*Task requirements*. Start with the line containing "Reviewer note: confirm that every instance of the hillside" and write out each line through the end of the listing, exactly as given.

Image object location entries
>> begin
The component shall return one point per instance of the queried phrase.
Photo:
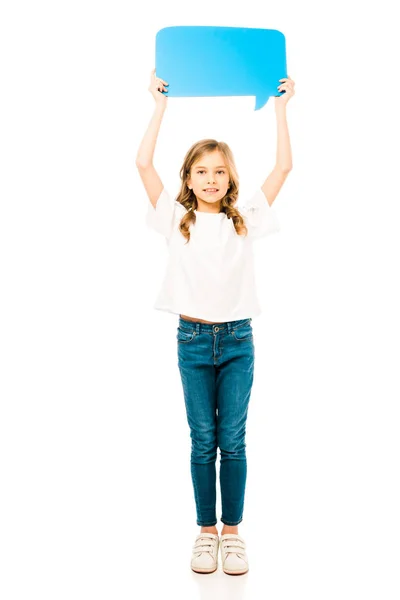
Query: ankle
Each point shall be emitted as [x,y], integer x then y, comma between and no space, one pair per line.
[211,529]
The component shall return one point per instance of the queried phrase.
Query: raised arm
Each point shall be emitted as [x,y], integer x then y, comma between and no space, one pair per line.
[283,166]
[144,159]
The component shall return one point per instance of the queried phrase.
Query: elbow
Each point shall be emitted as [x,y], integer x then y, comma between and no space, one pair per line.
[141,164]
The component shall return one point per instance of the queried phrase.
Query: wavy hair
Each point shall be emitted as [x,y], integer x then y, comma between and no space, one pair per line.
[187,197]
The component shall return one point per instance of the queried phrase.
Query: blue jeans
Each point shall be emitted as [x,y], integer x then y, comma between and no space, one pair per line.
[216,364]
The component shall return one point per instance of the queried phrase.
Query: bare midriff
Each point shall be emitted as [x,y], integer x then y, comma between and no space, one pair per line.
[199,320]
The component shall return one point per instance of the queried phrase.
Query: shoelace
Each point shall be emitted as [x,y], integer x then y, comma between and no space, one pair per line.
[200,544]
[233,544]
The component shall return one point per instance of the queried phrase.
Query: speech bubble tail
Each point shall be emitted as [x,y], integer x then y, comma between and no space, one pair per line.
[260,102]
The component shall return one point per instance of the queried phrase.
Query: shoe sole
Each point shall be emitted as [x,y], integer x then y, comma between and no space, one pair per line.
[236,572]
[204,571]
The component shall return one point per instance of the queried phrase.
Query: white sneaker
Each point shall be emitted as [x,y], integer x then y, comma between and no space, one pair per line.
[205,553]
[233,554]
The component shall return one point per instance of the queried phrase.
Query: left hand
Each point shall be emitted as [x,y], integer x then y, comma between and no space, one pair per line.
[287,86]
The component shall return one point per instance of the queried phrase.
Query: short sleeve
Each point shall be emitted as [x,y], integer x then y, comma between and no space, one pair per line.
[162,217]
[260,218]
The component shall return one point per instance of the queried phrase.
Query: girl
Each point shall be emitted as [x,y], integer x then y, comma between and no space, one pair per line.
[210,284]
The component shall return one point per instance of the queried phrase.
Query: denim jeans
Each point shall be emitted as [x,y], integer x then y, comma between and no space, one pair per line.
[216,364]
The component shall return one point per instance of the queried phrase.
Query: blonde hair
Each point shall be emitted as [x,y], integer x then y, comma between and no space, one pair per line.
[187,197]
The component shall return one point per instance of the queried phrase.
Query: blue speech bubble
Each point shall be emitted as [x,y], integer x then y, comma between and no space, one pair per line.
[221,61]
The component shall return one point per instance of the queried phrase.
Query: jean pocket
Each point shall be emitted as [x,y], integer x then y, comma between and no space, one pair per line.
[243,333]
[184,336]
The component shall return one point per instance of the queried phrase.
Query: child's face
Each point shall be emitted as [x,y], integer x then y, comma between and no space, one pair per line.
[210,171]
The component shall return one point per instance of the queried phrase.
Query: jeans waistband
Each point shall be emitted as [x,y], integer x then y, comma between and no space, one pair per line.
[213,327]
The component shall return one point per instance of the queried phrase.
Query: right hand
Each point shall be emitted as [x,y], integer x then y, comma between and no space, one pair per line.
[156,86]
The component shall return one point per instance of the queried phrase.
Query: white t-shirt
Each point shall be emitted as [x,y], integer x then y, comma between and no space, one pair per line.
[211,277]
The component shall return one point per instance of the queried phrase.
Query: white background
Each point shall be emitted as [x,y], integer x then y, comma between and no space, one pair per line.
[96,496]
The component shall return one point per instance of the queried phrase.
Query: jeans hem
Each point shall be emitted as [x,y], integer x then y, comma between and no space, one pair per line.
[231,523]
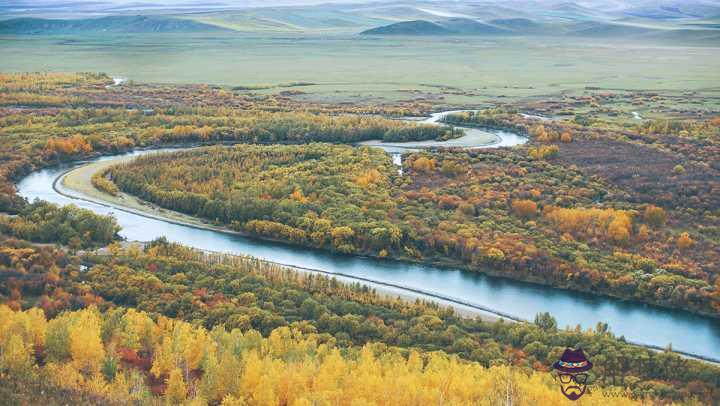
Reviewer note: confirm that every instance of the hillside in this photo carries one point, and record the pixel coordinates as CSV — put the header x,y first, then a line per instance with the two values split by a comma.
x,y
116,24
418,27
450,26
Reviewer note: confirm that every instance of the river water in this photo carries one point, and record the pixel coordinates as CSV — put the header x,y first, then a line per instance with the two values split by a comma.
x,y
637,322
>> end
*Written reply*.
Reviewer note: confirm that every instance of the hillside in this photo carries one point, and record the pixel coordinates as CSV — put the header x,y first, then a line per instance with the two values split by a comma.
x,y
116,24
418,27
450,26
Reviewer note: confirm that every instance of the river water in this photo carries one point, and record the pixel coordinates as CSV — put the header x,y first, then a line per instance with the two values split by a comma.
x,y
637,322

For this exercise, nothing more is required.